SET TASK:
Please extract every line of the entries below and reproduce each one without any change.

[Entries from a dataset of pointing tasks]
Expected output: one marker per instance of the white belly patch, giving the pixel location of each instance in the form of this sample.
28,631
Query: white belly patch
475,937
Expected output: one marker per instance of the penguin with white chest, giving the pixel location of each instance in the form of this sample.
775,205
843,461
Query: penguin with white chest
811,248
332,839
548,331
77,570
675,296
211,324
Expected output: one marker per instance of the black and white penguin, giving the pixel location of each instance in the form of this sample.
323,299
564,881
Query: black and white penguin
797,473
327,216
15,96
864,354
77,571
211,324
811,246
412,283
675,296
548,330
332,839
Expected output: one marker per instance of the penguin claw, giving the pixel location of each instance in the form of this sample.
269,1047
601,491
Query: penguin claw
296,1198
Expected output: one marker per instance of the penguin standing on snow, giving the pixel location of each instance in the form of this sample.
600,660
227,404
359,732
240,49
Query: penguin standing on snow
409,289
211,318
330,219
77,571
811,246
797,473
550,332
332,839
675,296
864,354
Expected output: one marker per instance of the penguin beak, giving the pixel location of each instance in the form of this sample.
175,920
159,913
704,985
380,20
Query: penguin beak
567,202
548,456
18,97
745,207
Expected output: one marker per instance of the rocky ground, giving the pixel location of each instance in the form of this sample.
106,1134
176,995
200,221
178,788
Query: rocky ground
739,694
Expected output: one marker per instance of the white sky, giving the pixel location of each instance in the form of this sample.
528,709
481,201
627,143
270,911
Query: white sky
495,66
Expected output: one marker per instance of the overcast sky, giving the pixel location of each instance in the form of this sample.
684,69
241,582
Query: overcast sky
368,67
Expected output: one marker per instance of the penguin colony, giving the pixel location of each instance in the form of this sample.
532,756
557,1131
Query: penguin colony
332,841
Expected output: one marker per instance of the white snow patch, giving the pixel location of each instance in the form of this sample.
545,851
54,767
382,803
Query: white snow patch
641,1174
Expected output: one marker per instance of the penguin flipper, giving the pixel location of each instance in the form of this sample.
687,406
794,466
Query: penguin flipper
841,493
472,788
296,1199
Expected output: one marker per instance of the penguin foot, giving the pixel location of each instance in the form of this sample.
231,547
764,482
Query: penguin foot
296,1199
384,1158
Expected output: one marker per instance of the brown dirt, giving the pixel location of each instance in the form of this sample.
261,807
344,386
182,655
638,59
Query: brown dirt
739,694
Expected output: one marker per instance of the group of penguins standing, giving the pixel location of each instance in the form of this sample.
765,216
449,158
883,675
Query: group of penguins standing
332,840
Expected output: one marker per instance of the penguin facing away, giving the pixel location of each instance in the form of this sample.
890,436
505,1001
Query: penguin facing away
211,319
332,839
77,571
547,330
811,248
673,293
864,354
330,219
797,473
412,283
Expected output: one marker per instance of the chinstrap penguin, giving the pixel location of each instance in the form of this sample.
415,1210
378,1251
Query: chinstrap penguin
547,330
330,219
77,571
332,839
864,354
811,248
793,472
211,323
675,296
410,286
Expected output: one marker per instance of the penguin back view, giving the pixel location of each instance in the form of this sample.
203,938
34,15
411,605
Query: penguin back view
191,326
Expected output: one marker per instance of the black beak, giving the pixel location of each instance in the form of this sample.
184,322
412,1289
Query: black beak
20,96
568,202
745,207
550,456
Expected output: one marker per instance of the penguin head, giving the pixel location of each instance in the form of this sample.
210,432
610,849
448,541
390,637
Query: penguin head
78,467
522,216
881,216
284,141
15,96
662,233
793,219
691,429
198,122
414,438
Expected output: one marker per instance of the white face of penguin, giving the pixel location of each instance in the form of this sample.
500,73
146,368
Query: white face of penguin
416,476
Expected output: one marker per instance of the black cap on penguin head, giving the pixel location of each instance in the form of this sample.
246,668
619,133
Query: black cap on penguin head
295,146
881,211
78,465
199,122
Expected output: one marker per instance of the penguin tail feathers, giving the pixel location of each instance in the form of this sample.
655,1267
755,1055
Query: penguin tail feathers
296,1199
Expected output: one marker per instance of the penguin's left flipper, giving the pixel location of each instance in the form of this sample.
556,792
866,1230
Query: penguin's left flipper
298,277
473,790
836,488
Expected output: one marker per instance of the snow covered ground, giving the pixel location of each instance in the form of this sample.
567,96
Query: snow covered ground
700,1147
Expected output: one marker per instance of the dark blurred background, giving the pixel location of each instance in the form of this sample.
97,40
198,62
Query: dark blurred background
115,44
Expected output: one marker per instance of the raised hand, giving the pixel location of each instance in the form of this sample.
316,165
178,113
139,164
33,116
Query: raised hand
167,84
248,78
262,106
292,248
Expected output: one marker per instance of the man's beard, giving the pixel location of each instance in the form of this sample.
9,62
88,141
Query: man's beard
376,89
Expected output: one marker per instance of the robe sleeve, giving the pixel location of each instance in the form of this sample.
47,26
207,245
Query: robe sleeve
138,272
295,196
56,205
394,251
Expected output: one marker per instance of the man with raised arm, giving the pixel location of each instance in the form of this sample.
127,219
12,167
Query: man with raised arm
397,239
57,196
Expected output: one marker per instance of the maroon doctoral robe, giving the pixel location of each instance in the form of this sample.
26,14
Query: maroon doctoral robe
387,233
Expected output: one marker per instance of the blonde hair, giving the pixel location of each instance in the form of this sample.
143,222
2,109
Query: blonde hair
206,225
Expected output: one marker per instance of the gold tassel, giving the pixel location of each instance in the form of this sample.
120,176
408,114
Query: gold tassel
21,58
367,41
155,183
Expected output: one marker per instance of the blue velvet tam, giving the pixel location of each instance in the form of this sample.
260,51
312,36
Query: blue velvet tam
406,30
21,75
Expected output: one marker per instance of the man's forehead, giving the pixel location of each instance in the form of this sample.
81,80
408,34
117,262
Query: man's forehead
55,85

OUTPUT OF THE EXERCISE:
Expected output: one marker per instance of the white belly patch, giving the pixel location of each instance in the form of this sample.
28,631
Query: white belly patch
475,937
Expected output: one marker per instance of the penguin with white chest, giving the pixel location of each instance in the form of this sample.
775,205
843,461
Query: penguin with white chest
811,248
332,839
548,331
77,570
675,296
211,324
Expected output: one marker per instance of the black and white penguin, giving the pixel location of each instance in the form of this sample.
323,299
564,881
Query: black and white penguin
797,473
327,216
15,96
864,354
77,571
211,324
811,246
412,283
675,296
548,330
332,839
Expected output: one marker per instance of the penguin claw, giving the pixel location of each instance in the form of this sample.
269,1047
601,491
Query: penguin claw
296,1198
Expected output: one marker per instance of the penguin standing on snow, giving the pixel location of each instance in the form of this sample.
600,660
227,404
359,732
240,49
Query: penguin standing on snow
409,289
211,318
330,219
77,571
811,246
797,473
550,332
332,839
675,296
864,354
Expected output: one marker per instance of the penguin beak, giving the pixel location of each instance in the form of this sample.
175,920
159,913
704,985
380,20
Query: penguin beak
567,202
548,456
18,97
745,207
Expected output: one marker per instance of the rocky ground, giving the pixel location of each instance in the form of this sample.
106,1134
176,995
200,221
178,788
Query: rocky ground
739,694
Expected output: one marker per instance of the white sky, giving the pixel location of each instance in the form of this sample.
528,709
481,201
627,143
270,911
Query: white sky
495,66
Expected output: one marker per instance of the overcast sky, giving the pixel location of each instance in the form of this sample.
684,69
241,582
Query: overcast sky
368,67
Expected output: one marker per instance of the penguin colony, giving the pixel location of each instance in the form of this sample.
532,756
557,1131
Query: penguin colony
332,841
Expected output: one marker per instance of the white snow patch, giving the pixel location of each instance in the form of this sample.
545,851
54,767
382,803
Query: white snow patch
641,1174
Expected output: one marker per instance of the penguin flipper, giving the pixel location of each instance in the form of this sample.
687,406
794,466
Query: penguin flipper
841,493
472,788
296,1199
Expected output: one marker per instance of the penguin foot, giving the pixel location of each instance in the form of this sample.
231,547
764,482
Query: penguin foot
296,1199
384,1158
Expected output: one marker per instance of the brown dirt, giving the pixel location of each instance in the form of this sample.
261,807
344,386
182,655
638,59
Query: brown dirt
739,694
Expected output: one marker per instance of the group of penguins standing, giving the pixel location of each instance in the form of this sample.
765,216
449,158
883,675
Query: group of penguins standing
332,840
Expected output: one marker per instance of the penguin facing away, giving the pixel location of each instance in the form of this sample.
890,436
505,1001
Query: penguin facing away
211,319
332,839
77,571
547,330
811,248
673,293
864,354
330,219
797,473
412,283
Expected output: one marker per instance of the chinstrap penguin, giving the pixel location of each instance in the form of this sample.
415,1210
378,1251
Query: chinstrap penguin
547,330
330,219
77,571
332,839
864,354
811,248
793,472
211,323
675,296
410,286
Expected output: one marker per instance of the penguin back view, giving the pixel location of each instance in the form of this sample.
203,938
34,15
411,605
Query: penguin back view
191,326
Expected output: one marker per instance of the black beak, giving the pixel location of each instance in the form of this sample.
184,322
412,1289
Query: black beak
20,96
568,202
745,207
550,456
Expected output: one marker per instance of the penguin head, giving the pixel location of each instance in the form of this sample.
210,432
610,849
448,541
390,637
Query: penguin head
78,467
522,216
881,216
284,141
15,96
662,233
793,219
691,429
198,122
414,438
Expected output: one marker per instance of the white face of penguin, giving the pixel location of each instance in the form of this sample.
500,73
146,368
Query: white face of penguin
416,476
Expected output: one marker per instance of the black cap on penguin head, giving the pixel location of each instance in the form of this sample.
246,668
619,133
Query: black cap on penguin head
295,146
881,211
78,465
199,122
Expected output: one marker per instance of the penguin tail feathers, giving the pixel location of each instance in the form of this sample.
655,1267
755,1055
Query: penguin tail feathers
296,1199
Expected output: one marker per instance of the penguin's left flipper, giving the pixel location of each instance in the form of this sample.
556,792
866,1230
Query: penguin's left flipper
298,277
473,790
836,488
Expected output: one marker per instance of the snow covered ground, giving the pixel location of each instance in the form of this sample.
567,96
Query: snow covered ground
700,1147
Expected output: one marker per instance of the dark blurred background, giving the pixel location of each instance in the form of this sample.
97,40
198,62
Query: dark blurred background
115,44
Expected output: one marker per instance of the raised hand, giving the pixel location of each instance in the form of this sample.
316,165
178,113
139,164
33,116
Query: raised hand
167,84
248,78
262,106
292,248
Expected output: one marker per instance of the man's beard, giving the pixel location of each instance in the form of this sample.
9,62
88,141
Query: man's beard
376,89
Expected output: one marker per instance of the robe sleeve, giving the pixel location of each instance in the form of this sample.
47,26
207,245
Query: robe sleeve
138,272
295,196
56,205
394,251
Expected output: one marker per instance of the man with raised arm, giving the pixel location of each instance in the form of this sample.
127,219
12,167
Query: man with raised arm
397,239
57,196
Expected output: one marker per instance of the maroon doctoral robe, giving the pixel location of each instance in the form of this sample.
26,14
Query: maroon doctoral robe
387,233
Expected output: one marker per instance of the blonde hair, giving the pixel location of each instance in the form of this sample.
143,222
2,109
Query: blonde hair
206,225
Expected output: one marker per instance of the gold tassel, giving the pixel location of each instance in the form of this sample.
120,176
408,114
Query: gold tassel
21,58
367,41
155,183
Expected output: one marker per instance of the blue velvet tam, giving the pixel location of each instance in the form of this sample.
260,51
312,36
Query: blue velvet tam
406,30
21,75
Expected output: one marker per instance of the man's forehead, giving the pixel location of each instance in the form of this sample.
81,80
408,34
117,262
Query: man's forehead
55,85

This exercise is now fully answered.